_PROVIDED ENTRIES_
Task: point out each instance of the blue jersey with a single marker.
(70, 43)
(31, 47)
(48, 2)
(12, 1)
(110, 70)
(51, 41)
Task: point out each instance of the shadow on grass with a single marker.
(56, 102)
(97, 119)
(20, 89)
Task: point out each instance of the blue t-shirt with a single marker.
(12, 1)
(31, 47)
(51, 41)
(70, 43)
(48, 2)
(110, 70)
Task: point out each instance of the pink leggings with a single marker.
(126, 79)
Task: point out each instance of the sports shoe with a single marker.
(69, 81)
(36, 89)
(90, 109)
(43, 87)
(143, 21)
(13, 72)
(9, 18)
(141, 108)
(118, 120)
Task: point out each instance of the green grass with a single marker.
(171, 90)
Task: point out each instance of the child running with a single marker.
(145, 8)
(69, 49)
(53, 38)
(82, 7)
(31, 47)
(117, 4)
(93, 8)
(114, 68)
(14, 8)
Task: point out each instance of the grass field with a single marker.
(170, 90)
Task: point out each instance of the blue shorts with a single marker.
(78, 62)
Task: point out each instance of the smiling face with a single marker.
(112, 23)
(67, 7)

_TASK DETAILS_
Each line from the one that contains "Task: point out each instance of the grass" to the end of the data should be set down exactly, both ends included.

_WRITTEN ANSWER_
Task: point out each instance of the grass field with a single marker.
(170, 90)
Task: point out each instance of the blue shorts with a single marker.
(78, 62)
Task: point out each instance of the smiling face with a single marker.
(112, 23)
(67, 7)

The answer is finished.